_The task_:
Beginning at the line containing "keyboard in the photo above.", output every line to the end of the data below exactly as it appears.

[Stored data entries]
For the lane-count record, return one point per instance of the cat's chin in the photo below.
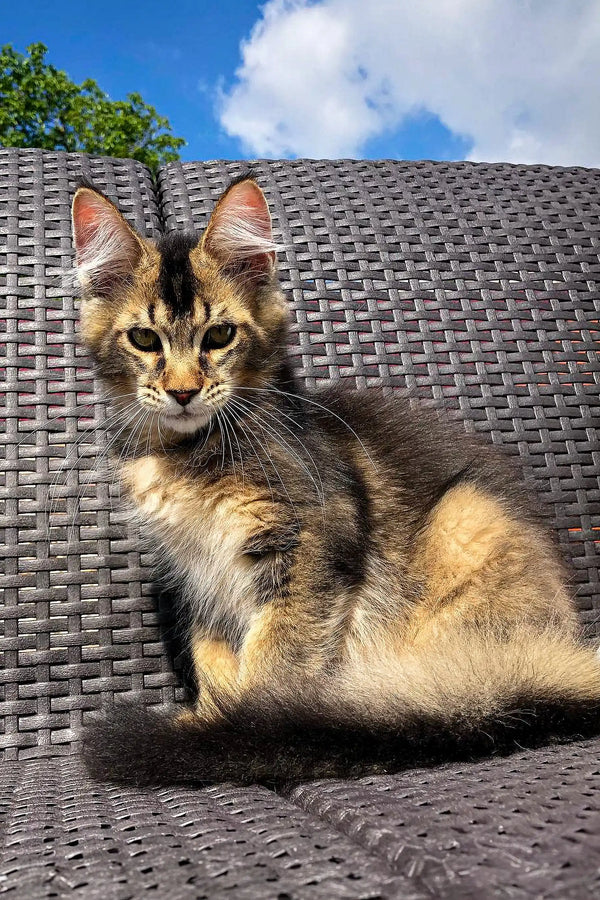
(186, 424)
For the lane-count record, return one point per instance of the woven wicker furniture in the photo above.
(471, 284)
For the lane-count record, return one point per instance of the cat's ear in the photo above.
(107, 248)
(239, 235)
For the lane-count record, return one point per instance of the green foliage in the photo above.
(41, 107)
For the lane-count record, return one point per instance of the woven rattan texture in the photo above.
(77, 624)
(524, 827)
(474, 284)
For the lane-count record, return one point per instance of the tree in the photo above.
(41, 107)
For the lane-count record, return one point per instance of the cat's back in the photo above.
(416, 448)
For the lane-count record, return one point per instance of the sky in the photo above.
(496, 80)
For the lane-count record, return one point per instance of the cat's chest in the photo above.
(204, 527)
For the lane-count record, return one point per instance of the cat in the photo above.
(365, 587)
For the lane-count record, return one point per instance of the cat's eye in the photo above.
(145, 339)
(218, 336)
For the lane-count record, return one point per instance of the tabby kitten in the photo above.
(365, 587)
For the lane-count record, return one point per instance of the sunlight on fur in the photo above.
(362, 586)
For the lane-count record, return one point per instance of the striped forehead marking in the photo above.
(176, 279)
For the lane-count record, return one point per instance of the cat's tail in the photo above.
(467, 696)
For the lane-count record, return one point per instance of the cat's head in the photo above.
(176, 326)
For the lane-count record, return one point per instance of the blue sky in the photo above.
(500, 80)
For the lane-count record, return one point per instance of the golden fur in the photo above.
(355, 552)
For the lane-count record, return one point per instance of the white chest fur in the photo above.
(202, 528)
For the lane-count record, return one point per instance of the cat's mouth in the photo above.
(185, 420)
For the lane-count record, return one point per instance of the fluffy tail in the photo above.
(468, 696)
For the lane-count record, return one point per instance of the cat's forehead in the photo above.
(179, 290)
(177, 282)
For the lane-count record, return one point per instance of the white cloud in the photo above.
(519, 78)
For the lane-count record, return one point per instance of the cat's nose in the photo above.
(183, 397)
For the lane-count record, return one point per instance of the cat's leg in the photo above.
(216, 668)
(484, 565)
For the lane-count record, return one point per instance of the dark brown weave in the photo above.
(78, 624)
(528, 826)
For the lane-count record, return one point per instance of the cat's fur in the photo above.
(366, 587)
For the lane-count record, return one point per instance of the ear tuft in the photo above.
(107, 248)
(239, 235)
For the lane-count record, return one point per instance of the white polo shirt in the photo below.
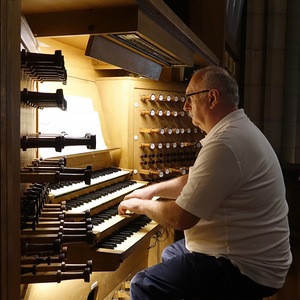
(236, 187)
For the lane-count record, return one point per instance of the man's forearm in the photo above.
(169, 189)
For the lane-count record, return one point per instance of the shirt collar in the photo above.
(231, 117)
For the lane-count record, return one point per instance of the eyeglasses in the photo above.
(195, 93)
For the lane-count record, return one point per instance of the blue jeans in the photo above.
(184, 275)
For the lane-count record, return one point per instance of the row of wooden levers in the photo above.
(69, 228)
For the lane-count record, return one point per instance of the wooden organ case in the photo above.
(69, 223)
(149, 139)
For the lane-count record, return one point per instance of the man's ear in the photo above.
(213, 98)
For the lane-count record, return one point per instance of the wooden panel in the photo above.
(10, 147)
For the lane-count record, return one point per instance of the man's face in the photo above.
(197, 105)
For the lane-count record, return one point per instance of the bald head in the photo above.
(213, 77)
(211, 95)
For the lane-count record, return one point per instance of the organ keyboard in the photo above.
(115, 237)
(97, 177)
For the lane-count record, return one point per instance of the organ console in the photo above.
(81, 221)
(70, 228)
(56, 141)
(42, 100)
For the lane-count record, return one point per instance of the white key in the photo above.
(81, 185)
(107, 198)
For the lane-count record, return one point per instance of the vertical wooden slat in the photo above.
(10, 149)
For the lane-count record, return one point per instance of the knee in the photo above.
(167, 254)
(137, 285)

_Task output_:
For the lane-count record, return one point per instance of the organ keyboard in the photo above.
(115, 237)
(97, 177)
For the lane-count record, return one point per instance of the organ console in the photo above.
(81, 221)
(70, 228)
(56, 141)
(42, 100)
For the lane-count record, return one point per instance of the white key in the photo above.
(81, 185)
(107, 198)
For the lane-count record, return one point per instance of the vertical wooden slat in the photo above.
(10, 149)
For the lane-count record, return one point per instance of the knee in the photo above.
(167, 254)
(137, 285)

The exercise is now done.